Stated exercise =
Repeat, exactly and alone, every line from the line that contains "of the horizontal" to the end of the entries.

Named-object pointing records =
──────────

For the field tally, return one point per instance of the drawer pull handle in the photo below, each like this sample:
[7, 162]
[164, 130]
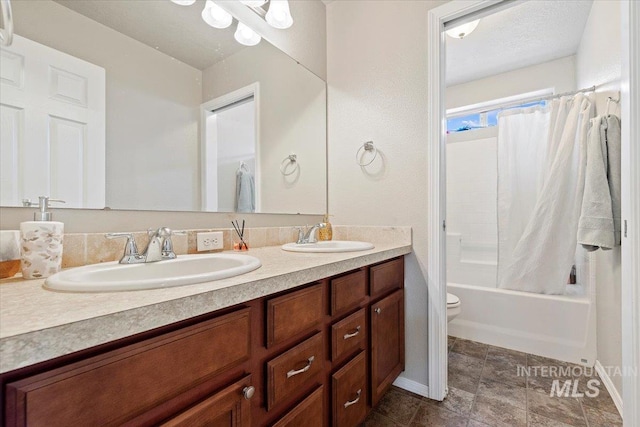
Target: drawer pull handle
[353, 334]
[248, 392]
[292, 372]
[354, 401]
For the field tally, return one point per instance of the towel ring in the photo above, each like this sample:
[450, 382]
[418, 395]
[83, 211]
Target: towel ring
[367, 146]
[290, 159]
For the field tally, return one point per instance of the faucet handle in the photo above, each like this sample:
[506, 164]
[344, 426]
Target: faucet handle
[130, 255]
[167, 244]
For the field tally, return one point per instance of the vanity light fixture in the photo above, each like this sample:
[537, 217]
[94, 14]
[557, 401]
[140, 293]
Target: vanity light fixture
[246, 36]
[216, 16]
[278, 16]
[461, 31]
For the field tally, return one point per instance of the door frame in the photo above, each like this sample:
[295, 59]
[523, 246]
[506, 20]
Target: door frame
[436, 265]
[221, 102]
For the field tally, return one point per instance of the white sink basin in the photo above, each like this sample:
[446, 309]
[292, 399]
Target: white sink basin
[184, 270]
[328, 246]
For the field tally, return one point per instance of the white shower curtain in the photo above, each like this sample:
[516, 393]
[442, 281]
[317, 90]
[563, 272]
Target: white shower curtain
[541, 164]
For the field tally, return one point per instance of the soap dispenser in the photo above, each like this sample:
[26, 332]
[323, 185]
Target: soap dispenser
[41, 242]
[325, 233]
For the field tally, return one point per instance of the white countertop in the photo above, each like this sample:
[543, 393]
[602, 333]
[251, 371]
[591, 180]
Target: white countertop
[38, 324]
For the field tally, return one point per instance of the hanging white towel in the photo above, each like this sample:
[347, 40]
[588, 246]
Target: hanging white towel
[245, 190]
[596, 228]
[614, 175]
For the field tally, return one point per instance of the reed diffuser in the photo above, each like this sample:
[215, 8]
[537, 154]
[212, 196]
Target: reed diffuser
[242, 245]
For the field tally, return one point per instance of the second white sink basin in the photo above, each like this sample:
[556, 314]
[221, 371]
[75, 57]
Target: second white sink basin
[184, 270]
[328, 246]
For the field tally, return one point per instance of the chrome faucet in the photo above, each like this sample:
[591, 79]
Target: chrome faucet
[308, 235]
[159, 248]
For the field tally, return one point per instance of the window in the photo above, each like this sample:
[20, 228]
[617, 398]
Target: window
[483, 119]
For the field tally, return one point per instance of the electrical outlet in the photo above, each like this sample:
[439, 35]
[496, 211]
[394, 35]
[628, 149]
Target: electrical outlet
[209, 241]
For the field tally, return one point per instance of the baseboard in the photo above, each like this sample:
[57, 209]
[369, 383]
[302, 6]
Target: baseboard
[412, 386]
[617, 399]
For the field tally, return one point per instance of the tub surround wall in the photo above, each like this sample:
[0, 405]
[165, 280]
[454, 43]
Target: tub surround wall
[559, 75]
[37, 325]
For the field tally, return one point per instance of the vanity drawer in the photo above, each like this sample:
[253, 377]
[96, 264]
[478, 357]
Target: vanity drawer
[293, 313]
[289, 371]
[119, 385]
[348, 291]
[348, 335]
[227, 407]
[350, 393]
[308, 413]
[386, 276]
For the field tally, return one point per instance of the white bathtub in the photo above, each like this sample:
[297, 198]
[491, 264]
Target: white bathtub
[559, 327]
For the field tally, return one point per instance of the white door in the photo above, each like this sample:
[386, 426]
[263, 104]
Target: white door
[52, 126]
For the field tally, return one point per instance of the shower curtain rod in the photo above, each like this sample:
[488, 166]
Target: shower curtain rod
[502, 106]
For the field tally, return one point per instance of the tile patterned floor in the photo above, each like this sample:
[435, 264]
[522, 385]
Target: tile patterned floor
[486, 389]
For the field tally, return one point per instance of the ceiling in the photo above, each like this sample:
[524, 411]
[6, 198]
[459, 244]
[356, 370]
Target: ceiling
[177, 31]
[529, 33]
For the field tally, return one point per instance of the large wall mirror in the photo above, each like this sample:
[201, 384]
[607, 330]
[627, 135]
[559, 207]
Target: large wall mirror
[141, 105]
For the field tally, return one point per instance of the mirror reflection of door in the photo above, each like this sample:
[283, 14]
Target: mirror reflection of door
[52, 114]
[230, 179]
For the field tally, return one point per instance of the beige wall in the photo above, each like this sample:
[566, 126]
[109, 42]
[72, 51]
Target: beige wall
[305, 41]
[377, 78]
[558, 75]
[292, 120]
[152, 107]
[599, 62]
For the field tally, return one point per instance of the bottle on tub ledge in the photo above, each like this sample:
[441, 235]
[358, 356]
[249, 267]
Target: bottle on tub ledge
[41, 242]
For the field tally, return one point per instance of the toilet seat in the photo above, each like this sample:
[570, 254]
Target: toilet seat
[452, 301]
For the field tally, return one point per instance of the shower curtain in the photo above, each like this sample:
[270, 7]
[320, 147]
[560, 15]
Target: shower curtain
[541, 165]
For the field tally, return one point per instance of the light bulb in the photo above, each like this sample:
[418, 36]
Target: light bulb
[253, 3]
[184, 2]
[216, 16]
[279, 15]
[246, 36]
[463, 30]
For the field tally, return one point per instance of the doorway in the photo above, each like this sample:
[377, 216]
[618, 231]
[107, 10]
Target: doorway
[229, 150]
[455, 13]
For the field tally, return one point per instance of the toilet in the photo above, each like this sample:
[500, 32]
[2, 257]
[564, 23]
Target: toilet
[453, 306]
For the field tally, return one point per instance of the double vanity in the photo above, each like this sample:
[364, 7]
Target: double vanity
[308, 337]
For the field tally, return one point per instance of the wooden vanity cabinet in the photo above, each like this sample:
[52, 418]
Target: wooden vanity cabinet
[319, 355]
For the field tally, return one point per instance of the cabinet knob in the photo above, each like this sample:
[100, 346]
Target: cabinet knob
[248, 392]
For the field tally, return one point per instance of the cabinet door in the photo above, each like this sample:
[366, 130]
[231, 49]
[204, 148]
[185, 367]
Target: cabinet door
[349, 387]
[387, 343]
[117, 386]
[308, 413]
[293, 313]
[229, 407]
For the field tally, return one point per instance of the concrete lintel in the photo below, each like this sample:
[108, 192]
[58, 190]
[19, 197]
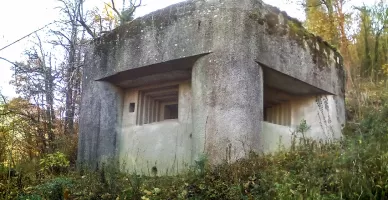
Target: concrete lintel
[286, 83]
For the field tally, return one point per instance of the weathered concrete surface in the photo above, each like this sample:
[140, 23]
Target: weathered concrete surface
[227, 105]
[165, 145]
[225, 46]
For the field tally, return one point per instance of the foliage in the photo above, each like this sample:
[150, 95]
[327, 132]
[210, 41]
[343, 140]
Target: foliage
[54, 163]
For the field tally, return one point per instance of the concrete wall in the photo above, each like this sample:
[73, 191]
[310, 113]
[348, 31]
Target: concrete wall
[227, 106]
[324, 113]
[167, 144]
[321, 114]
[225, 44]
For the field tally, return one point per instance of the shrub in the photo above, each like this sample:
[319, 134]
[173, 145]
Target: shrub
[54, 163]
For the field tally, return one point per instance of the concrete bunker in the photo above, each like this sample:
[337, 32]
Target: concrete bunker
[206, 77]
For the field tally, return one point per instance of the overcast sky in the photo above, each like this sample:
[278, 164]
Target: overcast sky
[20, 17]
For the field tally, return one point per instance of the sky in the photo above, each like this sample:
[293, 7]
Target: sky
[32, 15]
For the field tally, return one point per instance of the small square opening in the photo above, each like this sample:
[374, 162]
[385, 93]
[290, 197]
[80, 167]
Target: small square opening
[171, 111]
[132, 107]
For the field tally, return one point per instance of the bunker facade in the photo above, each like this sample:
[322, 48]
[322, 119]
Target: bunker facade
[215, 77]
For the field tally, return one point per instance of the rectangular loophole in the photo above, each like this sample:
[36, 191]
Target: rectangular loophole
[157, 104]
[132, 107]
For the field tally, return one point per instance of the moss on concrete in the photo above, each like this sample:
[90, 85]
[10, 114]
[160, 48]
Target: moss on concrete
[280, 24]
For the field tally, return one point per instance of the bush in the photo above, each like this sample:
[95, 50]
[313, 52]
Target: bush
[54, 163]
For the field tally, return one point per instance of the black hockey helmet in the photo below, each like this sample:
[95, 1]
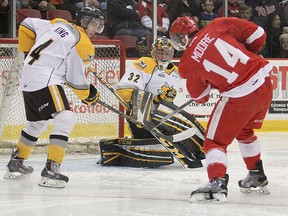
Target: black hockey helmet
[84, 15]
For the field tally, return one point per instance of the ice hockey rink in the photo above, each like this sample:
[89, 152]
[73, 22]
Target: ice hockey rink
[97, 190]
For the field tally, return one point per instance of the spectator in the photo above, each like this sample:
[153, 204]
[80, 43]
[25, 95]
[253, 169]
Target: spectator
[178, 8]
[146, 15]
[42, 5]
[284, 5]
[123, 19]
[233, 9]
[60, 4]
[142, 49]
[262, 8]
[273, 30]
[74, 5]
[207, 14]
[283, 39]
[4, 9]
[245, 12]
[103, 5]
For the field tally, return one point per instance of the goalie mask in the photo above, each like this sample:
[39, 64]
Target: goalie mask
[162, 52]
[88, 14]
[180, 30]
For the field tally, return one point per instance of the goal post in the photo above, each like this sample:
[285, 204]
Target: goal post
[93, 123]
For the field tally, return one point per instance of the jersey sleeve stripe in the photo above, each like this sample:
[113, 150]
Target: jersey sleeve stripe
[257, 34]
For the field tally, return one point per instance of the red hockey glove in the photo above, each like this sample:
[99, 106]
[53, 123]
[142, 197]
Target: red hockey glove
[202, 100]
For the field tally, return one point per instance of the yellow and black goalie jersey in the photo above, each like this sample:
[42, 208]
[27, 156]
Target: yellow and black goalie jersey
[144, 74]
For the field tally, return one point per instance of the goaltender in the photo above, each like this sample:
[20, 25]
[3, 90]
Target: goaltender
[158, 77]
[58, 53]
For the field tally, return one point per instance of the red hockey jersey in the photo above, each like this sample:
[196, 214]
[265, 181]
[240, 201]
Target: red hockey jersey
[223, 56]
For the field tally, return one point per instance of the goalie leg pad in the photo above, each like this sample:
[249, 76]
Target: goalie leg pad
[134, 153]
[191, 147]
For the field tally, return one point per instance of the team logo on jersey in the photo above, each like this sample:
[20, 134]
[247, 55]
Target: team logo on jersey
[166, 92]
[89, 59]
[141, 64]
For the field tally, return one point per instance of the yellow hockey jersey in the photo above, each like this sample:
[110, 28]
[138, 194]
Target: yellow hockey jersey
[58, 53]
[144, 74]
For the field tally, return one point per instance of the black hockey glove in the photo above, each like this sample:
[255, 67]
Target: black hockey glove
[93, 97]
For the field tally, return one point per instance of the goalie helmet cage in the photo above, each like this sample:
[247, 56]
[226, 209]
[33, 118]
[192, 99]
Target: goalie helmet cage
[93, 123]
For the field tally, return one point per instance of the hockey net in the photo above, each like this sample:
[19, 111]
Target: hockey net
[93, 123]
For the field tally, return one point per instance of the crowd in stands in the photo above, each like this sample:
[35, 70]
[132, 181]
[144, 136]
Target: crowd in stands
[134, 17]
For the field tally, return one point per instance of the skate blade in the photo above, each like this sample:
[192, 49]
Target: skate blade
[16, 175]
[263, 190]
[51, 183]
[204, 197]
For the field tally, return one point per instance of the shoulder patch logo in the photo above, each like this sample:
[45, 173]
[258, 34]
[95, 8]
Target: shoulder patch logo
[141, 64]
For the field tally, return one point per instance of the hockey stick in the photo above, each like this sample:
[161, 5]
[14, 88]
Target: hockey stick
[120, 99]
[175, 111]
[170, 138]
[159, 136]
[150, 127]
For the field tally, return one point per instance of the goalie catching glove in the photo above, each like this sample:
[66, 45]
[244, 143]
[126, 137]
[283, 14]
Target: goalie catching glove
[92, 98]
[141, 105]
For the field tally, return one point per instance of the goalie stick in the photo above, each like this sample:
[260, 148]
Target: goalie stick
[175, 111]
[164, 140]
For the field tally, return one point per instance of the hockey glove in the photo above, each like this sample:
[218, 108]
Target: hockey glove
[167, 95]
[202, 100]
[93, 97]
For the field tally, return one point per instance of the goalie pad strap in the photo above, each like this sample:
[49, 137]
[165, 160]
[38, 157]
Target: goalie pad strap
[141, 106]
[191, 147]
[134, 153]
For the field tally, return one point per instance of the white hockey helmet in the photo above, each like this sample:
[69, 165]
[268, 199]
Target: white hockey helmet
[162, 52]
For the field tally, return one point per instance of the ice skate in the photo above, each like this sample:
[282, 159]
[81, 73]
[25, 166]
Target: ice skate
[215, 191]
[16, 169]
[255, 181]
[51, 176]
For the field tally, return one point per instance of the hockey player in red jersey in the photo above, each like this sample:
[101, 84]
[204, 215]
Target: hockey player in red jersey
[223, 56]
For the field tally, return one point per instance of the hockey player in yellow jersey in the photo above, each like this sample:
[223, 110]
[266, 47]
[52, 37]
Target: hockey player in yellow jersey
[154, 74]
[150, 84]
[57, 53]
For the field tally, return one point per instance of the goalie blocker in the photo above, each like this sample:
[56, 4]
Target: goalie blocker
[151, 152]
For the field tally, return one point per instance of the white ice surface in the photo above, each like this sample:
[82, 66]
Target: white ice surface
[105, 191]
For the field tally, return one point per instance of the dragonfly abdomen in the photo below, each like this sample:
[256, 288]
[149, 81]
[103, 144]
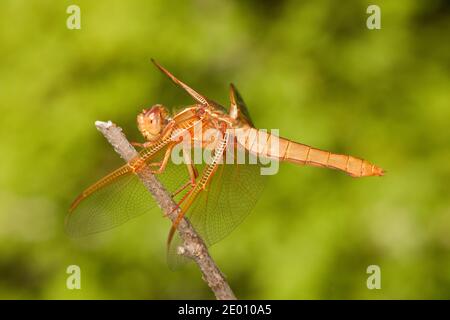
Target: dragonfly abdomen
[270, 146]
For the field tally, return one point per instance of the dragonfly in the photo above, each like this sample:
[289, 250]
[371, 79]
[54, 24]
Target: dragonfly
[216, 195]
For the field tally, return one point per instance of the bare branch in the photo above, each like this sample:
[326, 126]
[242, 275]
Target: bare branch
[193, 246]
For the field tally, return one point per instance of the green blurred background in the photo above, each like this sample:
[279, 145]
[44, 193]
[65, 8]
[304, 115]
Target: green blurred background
[311, 69]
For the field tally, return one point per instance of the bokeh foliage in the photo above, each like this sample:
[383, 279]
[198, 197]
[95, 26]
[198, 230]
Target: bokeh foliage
[310, 68]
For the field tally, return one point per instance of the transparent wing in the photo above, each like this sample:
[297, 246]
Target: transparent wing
[241, 104]
[229, 197]
[120, 200]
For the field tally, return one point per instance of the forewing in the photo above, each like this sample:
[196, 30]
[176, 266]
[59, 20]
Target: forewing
[229, 197]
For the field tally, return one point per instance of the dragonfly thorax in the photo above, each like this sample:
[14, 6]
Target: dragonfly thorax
[152, 121]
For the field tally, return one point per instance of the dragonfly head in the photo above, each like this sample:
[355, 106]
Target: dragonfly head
[152, 121]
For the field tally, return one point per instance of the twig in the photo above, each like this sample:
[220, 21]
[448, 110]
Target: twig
[193, 246]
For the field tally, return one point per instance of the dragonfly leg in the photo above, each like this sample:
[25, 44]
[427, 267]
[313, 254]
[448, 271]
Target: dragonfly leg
[193, 174]
[162, 164]
[142, 145]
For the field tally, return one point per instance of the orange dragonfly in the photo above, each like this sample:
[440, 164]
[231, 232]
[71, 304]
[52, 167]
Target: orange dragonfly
[216, 196]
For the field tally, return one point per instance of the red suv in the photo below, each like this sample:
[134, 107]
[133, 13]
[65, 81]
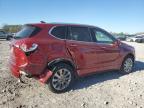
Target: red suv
[56, 53]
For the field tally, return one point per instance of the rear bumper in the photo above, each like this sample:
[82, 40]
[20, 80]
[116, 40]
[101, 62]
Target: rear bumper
[18, 73]
[14, 70]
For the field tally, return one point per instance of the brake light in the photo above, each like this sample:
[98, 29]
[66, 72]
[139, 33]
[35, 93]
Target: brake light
[25, 48]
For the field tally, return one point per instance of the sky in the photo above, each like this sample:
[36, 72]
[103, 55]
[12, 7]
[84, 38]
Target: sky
[112, 15]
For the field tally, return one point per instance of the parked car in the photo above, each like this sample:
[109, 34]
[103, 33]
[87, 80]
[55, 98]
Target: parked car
[136, 39]
[4, 35]
[140, 39]
[122, 38]
[57, 54]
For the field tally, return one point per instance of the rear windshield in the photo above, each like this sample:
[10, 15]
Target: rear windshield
[27, 31]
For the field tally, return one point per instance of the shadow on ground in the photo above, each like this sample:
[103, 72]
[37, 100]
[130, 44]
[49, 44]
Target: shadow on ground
[99, 78]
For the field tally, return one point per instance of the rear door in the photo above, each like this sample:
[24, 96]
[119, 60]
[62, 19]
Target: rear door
[81, 47]
[107, 50]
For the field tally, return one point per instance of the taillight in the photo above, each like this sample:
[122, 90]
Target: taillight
[29, 50]
[20, 57]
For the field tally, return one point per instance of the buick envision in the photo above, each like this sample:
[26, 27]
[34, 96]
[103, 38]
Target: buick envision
[57, 53]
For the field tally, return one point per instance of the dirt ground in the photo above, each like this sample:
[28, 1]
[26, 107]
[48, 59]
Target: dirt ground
[106, 90]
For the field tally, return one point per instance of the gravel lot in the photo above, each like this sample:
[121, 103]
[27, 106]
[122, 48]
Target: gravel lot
[106, 90]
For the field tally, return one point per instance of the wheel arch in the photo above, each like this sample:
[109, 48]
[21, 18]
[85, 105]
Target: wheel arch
[130, 55]
[63, 60]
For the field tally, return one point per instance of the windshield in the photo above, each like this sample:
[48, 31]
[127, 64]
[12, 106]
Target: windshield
[26, 31]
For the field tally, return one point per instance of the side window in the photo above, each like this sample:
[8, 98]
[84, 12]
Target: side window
[59, 32]
[1, 33]
[80, 34]
[102, 37]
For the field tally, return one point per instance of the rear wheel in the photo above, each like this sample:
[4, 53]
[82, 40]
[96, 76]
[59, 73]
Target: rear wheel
[62, 78]
[127, 65]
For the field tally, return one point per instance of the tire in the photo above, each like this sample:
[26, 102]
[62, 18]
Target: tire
[127, 65]
[62, 78]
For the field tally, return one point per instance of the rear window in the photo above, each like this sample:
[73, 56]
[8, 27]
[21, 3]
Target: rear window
[27, 31]
[59, 32]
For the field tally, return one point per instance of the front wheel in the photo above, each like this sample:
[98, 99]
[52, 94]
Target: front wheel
[127, 65]
[62, 78]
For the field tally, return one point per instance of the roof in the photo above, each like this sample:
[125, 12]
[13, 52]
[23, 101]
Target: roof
[60, 23]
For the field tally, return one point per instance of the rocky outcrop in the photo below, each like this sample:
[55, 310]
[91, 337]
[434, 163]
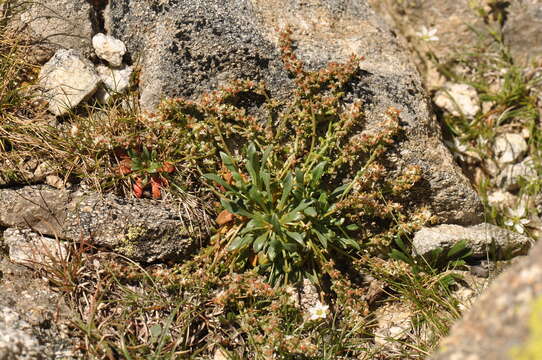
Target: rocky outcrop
[66, 80]
[143, 230]
[188, 48]
[522, 28]
[59, 24]
[505, 322]
[29, 312]
[482, 240]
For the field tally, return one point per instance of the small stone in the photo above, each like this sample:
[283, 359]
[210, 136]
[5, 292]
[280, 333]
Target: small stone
[109, 49]
[509, 148]
[458, 99]
[510, 176]
[482, 239]
[501, 199]
[16, 342]
[28, 248]
[394, 325]
[55, 181]
[66, 80]
[41, 171]
[115, 81]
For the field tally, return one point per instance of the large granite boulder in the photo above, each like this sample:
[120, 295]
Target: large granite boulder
[188, 47]
[140, 229]
[505, 323]
[59, 24]
[29, 316]
[453, 22]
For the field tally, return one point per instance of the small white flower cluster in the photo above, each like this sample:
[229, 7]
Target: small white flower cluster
[318, 311]
[517, 218]
[428, 34]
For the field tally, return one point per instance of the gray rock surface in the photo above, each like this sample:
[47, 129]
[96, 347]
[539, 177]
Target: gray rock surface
[115, 81]
[29, 317]
[522, 28]
[109, 49]
[66, 80]
[187, 48]
[504, 322]
[509, 148]
[26, 247]
[143, 230]
[15, 340]
[61, 24]
[458, 99]
[510, 175]
[483, 240]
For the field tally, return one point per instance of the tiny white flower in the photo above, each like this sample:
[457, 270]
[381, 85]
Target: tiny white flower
[517, 218]
[74, 131]
[318, 311]
[428, 34]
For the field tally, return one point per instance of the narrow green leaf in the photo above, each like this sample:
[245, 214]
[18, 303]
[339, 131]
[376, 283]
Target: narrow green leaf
[296, 214]
[240, 242]
[287, 185]
[310, 211]
[397, 255]
[256, 196]
[339, 190]
[347, 242]
[352, 227]
[300, 238]
[266, 178]
[218, 180]
[321, 238]
[252, 164]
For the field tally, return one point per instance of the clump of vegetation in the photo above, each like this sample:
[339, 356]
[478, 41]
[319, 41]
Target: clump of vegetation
[304, 193]
[307, 185]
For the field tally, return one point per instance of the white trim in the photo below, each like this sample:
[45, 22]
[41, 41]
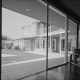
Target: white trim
[56, 10]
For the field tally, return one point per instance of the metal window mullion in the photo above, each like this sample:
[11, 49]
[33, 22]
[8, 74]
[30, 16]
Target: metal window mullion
[77, 45]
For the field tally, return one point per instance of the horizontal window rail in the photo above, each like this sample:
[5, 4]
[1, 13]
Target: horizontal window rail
[50, 29]
[21, 78]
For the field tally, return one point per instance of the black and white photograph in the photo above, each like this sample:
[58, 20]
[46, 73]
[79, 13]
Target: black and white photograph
[40, 40]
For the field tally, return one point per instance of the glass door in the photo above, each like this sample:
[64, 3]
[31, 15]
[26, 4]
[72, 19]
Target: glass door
[53, 45]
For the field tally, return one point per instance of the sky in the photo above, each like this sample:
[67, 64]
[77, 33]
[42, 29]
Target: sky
[12, 23]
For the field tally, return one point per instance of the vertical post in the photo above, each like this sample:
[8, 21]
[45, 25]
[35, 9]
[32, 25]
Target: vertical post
[77, 42]
[47, 43]
[50, 44]
[66, 40]
[60, 42]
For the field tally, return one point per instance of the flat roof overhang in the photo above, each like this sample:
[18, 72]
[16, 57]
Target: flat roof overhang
[38, 9]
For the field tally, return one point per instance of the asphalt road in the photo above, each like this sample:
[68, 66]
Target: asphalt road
[12, 72]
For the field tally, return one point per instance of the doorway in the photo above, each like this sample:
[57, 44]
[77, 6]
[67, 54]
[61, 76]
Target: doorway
[53, 45]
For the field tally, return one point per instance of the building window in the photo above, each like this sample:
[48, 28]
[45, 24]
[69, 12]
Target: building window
[62, 44]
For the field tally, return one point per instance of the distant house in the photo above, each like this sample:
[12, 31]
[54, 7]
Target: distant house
[7, 43]
[35, 37]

──────────

In response =
For the field tally, return one point per instance of the horizontal window rail in the photo above, each like this sample:
[5, 4]
[1, 13]
Target: horizontal window rail
[50, 29]
[21, 78]
For the field tally, return one point per instance of the black and white photograph in the photo above, each like this sample:
[58, 20]
[46, 73]
[79, 13]
Target: black and white photograph
[40, 40]
For the field tally, return one point per instance of the glass door in the photo above, each like this sample:
[64, 3]
[31, 15]
[26, 4]
[72, 19]
Target: glass door
[53, 45]
For the field tally, return one point per instance of the sky in the photo above, each like this sample:
[67, 64]
[77, 33]
[42, 29]
Target: sky
[12, 23]
For the field tally, return one point per instance of the vertical post in the photo above, each like this sample:
[8, 21]
[45, 25]
[35, 9]
[32, 25]
Target: vertical post
[77, 42]
[47, 43]
[50, 44]
[66, 40]
[60, 42]
For the field tally, return one point per instance of the flat roof overhang in the photo above, each like this sample:
[18, 72]
[16, 57]
Target: flat roof overhang
[38, 9]
For the field tally, return one point per instance of the asphalt road in the photo above, each like this sample:
[68, 66]
Target: asphalt road
[12, 72]
For the field tally, return one point per instance of the doorway in the photo above, each like this sample:
[57, 44]
[77, 6]
[67, 54]
[61, 76]
Target: doorway
[53, 45]
For the field tally, return one point per instance of the building window in the photo above, each like this sample:
[48, 28]
[45, 24]
[69, 12]
Target: building window
[62, 44]
For the field tally, return one point per instance of the distant house in the photo above, each like this sample:
[12, 31]
[54, 7]
Target: distant house
[7, 43]
[35, 37]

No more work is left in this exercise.